● EXCERPT TO READ
That said, I strongly reject the idea of an automated warning being sent to a user for this. If the likelihood of a comment being incorrectly validated as rude/abusive was low - or if there were a way to change the flag validation after the fact, it'd be one thing but the default moderator UI - particularly when viewing comments on posts - makes it very easy to accidentally validate a rude/abusive comment flag just by deleting the comment - if they're viewing the post directly, the moderator may not know the comment was flagged at all!

This is about a warning and that's not even nearly as problematic as an actual ban. The automatic ban, as I see it, has several problems:

  1. It's really easy for moderators to inadvertently validate a rude or abusive comment flag on a comment that they don't think is rude or abusive and there's no way to rectify the situation after the flag is handled.

● TASKS
1 - In the passage on automated warnings for rude or abusive comment flags, what simple action can cause a moderator to accidentally validate such a flag?
2 - Write the next part of the passage on automated warnings and bans for comment flags, picking up after its last sentence.

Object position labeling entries

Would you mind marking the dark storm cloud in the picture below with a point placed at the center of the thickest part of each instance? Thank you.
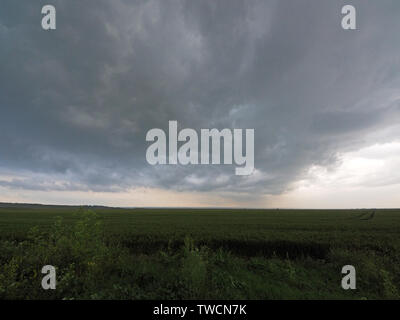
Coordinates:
(76, 103)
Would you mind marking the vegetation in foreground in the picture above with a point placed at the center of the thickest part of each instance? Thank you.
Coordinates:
(105, 253)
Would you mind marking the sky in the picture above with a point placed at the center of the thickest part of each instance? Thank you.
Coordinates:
(77, 102)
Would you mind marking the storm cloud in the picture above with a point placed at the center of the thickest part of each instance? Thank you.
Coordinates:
(76, 103)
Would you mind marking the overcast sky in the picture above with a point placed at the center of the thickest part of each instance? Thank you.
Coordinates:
(76, 102)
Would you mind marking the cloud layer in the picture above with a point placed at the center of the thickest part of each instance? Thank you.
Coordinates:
(76, 103)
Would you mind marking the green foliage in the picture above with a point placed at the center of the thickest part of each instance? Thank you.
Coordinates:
(198, 254)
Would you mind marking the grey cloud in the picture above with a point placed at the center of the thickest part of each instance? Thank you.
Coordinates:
(77, 102)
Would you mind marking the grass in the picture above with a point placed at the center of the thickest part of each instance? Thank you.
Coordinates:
(109, 253)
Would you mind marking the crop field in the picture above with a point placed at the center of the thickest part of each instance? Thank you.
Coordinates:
(113, 253)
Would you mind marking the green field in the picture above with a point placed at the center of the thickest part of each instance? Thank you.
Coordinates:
(107, 253)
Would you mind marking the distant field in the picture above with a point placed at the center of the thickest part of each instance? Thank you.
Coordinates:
(199, 253)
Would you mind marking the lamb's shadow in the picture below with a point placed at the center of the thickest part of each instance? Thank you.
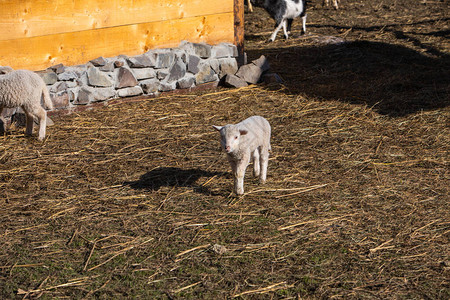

● RESULTS OF THE EXERCISE
1 - Deleting the comment.

2 -
    Without any sort of improvement to the moderator UI to emphasize the fact that a comment is flagged as rude or abusive, the chance for error is very high. This is particularly problematic on comments that have both rude or abusive flags and no longer needed flags. You'd have to decline all of the flags, since you can't pick which flags to decline on comments.
  2. Three users can validate rude or abusive flags on comments if the comment has no upvotes.
    I'm not a huge fan of using "users could abuse it" as a reason to not do something in general but (right now) we have zero information as moderators that comments were deleted by the community unless we happen to be reviewing deleted comments on a post and notice it and, in the case of rude or abusive comment flags, we get an automatic flag letting us know that three comments were deleted as rude or abusive in seven days.
    At the very least, such an implementation would require this to trigger the auto flag first and consider whether the moderators have acted on it or not (with a mod message or suspension)...

And at this point, I have to wonder... why should this be automatic if it's easily accidentally triggered and we're already telling the moderators "hey, this may be a problem, you should look at it"... just let the moderators take away the comment everywhere privilege themselves for X days instead of a full suspension...

  1. It shouldn't be a comment ban... it should be removal of the Comment Everywhere privilege.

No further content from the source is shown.